Fragmento de página —
☆ ☆ ☆ ☆ ☆ ☆ ☆

En nuestro mundo coexisten, por un lado, necesidades fundamentales sin satisfacer, recursos despilfarrados y destruidos y, por otro, capacidades de trabajo y de creatividad sin utilizar. Esto no es aceptable.

Padecemos tres grandes desequilibrios: entre el Norte y el Sur del planeta; entre los ricos y los pobres en el seno de cada sociedad; entre los hombres y la naturaleza. Estos tres desequilibrios reflejan una triple crisis de las relaciones y del intercambio: entre las sociedades, entre los hombres, entre los hombres y su entorno de vida. Estas crisis son inseparables. El no respeto al entorno de vida, por ejemplo, va a menudo con el no respeto a las mujeres y a los hombres.

Las tres crisis no pueden superarse por separado. No sabremos construir, a cualquier nivel, la armonía de las relaciones entre el hombre y su entorno si, al mismo tiempo, no se construye la armonía de las relaciones de los hombres entre ellos, de las sociedades entre ellas.

☆ ☆ ☆ ☆ ☆ ☆ ☆

Datos registrados —
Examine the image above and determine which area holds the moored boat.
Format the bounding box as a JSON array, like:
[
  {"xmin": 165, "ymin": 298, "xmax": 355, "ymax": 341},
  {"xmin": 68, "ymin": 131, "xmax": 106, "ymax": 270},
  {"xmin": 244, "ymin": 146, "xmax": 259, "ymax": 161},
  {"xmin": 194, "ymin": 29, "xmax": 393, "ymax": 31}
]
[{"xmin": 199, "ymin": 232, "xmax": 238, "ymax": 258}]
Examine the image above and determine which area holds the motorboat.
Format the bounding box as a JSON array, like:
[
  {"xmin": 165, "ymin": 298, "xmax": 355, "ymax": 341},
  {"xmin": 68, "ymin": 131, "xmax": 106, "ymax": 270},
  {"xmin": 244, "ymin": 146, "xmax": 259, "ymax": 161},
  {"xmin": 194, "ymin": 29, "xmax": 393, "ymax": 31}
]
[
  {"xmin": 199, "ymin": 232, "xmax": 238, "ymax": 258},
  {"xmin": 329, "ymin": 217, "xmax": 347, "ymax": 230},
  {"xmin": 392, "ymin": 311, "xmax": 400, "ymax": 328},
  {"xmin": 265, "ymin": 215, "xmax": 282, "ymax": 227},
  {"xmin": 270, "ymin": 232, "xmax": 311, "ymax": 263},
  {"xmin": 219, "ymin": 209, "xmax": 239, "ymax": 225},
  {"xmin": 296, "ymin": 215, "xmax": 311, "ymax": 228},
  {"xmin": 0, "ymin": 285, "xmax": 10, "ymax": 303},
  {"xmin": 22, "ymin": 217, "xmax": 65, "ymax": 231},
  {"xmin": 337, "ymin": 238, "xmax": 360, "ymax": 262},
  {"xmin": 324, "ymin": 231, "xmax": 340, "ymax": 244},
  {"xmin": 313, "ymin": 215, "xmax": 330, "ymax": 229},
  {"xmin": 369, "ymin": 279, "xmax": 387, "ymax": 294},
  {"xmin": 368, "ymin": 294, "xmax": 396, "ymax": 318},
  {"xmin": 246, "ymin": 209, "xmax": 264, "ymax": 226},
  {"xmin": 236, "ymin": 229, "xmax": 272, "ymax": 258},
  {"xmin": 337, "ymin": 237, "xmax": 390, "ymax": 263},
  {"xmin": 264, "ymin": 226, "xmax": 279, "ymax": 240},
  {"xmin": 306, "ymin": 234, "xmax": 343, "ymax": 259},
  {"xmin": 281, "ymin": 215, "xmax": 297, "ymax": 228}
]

☆ ☆ ☆ ☆ ☆ ☆ ☆

Tareas pendientes —
1 - Según el fragmento, ¿cuáles son los tres grandes desequilibrios que padecemos?
2 - Resume el fragmento en dos oraciones.
3 - Transcribe del fragmento el pasaje que va desde "Padecemos tres grandes" hasta "sociedades entre ellas.".

Lista de soluciones —
1 - Entre el Norte y el Sur del planeta, entre los ricos y los pobres dentro de cada sociedad, y entre los hombres y la naturaleza.

2 - En el mundo conviven necesidades sin satisfacer y recursos despilfarrados con capacidades sin utilizar, y se padecen tres grandes desequilibrios (Norte-Sur, ricos-pobres, hombres-naturaleza) que reflejan una triple crisis inseparable de las relaciones y del intercambio. Estas crisis no pueden superarse por separado, pues no habrá armonía entre el hombre y su entorno si no se construye también la armonía entre los hombres y entre las sociedades.

3 -
Padecemos tres grandes desequilibrios: entre el Norte y el Sur del planeta; entre los ricos y los pobres en el seno de cada sociedad; entre los hombres y la naturaleza. Estos tres desequilibrios reflejan una triple crisis de las relaciones y del intercambio: entre las sociedades, entre los hombres, entre los hombres y su entorno de vida. Estas crisis son inseparables. El no respeto al entorno de vida, por ejemplo, va a menudo con el no respeto a las mujeres y a los hombres.

Las tres crisis no pueden superarse por separado. No sabremos construir, a cualquier nivel, la armonía de las relaciones entre el hombre y su entorno si, al mismo tiempo, no se construye la armonía de las relaciones de los hombres entre ellos, de las sociedades entre ellas.